** Start of Task input **

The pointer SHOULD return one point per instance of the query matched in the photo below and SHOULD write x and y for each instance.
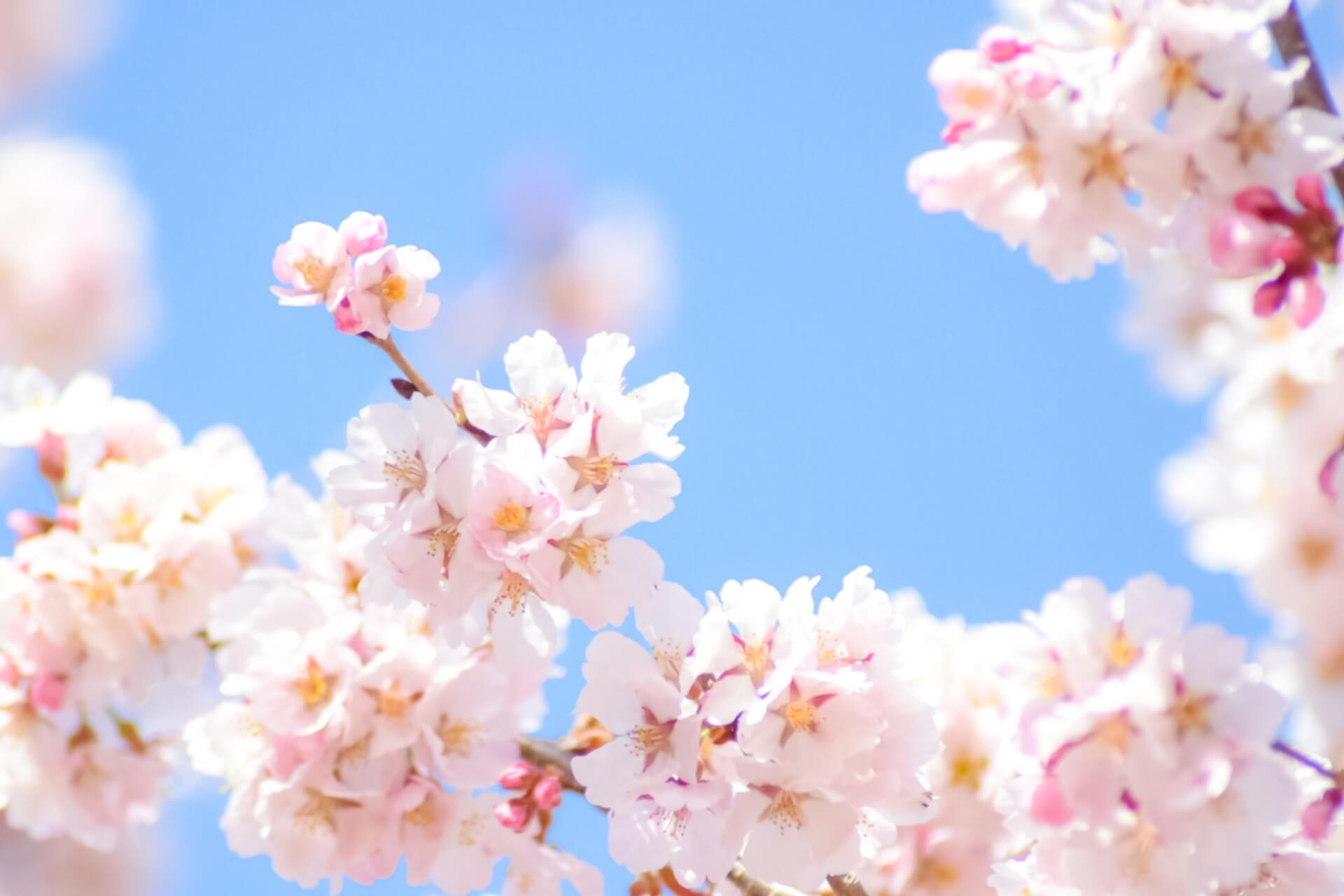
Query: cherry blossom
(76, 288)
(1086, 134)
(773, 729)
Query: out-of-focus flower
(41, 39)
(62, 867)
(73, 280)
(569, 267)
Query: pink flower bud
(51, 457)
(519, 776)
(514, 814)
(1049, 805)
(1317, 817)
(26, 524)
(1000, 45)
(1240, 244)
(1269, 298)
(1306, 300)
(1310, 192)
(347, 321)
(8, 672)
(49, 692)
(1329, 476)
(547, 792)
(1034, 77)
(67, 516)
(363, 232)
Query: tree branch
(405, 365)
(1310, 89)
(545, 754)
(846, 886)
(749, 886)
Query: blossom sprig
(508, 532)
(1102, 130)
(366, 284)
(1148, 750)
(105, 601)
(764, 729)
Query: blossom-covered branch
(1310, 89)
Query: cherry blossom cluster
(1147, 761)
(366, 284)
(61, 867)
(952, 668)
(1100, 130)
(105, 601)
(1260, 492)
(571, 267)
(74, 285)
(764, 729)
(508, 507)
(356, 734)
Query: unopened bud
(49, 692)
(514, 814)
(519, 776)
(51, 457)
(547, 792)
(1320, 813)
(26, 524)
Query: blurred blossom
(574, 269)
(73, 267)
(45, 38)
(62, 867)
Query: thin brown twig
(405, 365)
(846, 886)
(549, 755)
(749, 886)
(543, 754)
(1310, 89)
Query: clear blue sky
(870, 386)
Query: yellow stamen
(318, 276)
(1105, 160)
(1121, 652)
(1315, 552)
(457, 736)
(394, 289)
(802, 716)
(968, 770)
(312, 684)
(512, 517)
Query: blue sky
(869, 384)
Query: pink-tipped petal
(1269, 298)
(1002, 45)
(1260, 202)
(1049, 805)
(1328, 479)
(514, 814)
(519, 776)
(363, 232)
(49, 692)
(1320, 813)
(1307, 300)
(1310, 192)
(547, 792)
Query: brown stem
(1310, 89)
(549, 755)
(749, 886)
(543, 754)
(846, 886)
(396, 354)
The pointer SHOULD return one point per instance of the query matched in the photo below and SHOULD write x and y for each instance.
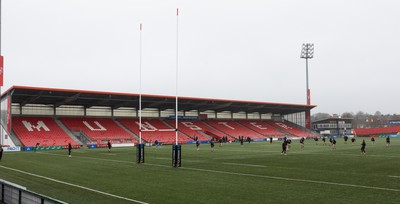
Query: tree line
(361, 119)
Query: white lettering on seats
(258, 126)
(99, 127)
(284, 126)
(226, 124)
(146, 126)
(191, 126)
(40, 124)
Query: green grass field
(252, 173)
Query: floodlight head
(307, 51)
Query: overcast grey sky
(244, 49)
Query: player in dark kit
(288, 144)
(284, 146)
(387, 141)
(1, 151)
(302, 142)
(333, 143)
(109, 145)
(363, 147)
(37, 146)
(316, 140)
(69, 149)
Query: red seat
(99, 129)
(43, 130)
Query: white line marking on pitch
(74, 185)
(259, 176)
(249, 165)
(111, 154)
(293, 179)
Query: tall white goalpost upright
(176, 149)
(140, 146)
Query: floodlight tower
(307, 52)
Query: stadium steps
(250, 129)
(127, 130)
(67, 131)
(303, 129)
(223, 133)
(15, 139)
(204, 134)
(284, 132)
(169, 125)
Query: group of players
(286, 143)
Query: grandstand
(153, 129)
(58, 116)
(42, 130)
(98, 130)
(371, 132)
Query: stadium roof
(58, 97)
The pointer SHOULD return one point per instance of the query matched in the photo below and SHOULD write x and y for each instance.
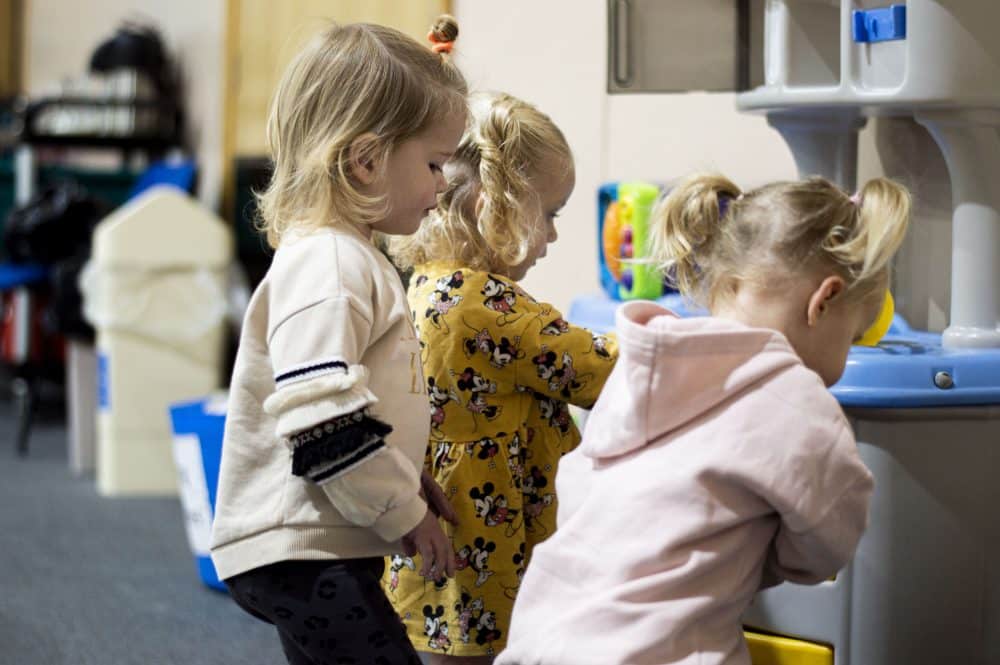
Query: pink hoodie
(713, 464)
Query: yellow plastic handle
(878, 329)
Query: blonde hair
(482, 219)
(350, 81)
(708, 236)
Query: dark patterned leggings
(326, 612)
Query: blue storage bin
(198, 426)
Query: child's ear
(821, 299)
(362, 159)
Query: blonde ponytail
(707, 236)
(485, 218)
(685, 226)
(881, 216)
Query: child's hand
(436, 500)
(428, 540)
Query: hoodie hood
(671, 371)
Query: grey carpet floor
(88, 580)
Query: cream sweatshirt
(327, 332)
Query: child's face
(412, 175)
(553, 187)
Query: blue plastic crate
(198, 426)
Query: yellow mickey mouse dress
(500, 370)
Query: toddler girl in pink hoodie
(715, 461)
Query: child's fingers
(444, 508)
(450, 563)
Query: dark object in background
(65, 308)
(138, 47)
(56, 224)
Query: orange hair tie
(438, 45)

** End of Task input **
** Start of Task input **

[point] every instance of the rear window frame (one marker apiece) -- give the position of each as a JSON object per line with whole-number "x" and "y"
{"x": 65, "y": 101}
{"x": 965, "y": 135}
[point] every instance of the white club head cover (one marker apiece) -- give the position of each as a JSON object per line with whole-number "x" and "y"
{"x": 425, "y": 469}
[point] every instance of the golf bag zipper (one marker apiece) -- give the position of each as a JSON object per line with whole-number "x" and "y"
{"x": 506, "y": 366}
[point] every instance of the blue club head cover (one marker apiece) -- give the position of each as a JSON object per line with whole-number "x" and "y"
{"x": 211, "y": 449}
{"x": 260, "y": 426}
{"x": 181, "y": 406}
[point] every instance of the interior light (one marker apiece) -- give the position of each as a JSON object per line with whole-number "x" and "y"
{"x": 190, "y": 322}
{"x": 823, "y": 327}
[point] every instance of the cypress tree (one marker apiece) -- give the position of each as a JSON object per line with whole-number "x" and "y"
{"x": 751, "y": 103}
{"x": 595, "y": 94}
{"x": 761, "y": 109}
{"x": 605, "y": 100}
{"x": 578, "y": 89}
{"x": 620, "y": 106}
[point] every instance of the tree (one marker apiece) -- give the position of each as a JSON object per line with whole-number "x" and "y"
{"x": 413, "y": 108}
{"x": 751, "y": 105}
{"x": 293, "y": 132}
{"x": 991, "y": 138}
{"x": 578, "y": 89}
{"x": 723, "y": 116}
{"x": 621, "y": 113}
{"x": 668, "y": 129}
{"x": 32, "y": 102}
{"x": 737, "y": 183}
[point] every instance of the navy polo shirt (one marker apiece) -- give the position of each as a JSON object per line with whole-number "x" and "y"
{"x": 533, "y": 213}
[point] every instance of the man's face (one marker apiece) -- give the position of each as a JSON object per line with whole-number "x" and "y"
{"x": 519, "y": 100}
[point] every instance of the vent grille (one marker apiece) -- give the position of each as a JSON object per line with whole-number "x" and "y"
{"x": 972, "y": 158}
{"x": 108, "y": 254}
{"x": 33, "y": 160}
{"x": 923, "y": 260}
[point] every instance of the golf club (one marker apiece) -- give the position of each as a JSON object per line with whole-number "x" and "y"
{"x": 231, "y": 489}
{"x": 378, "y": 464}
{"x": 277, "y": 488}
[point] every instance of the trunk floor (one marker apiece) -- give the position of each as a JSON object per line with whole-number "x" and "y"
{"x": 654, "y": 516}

** End of Task input **

Task details :: Which of the rows above contain the string "hair"? Pull out every such row and copy it in full.

Response to the task ::
Query: blonde hair
Query: orange hair tie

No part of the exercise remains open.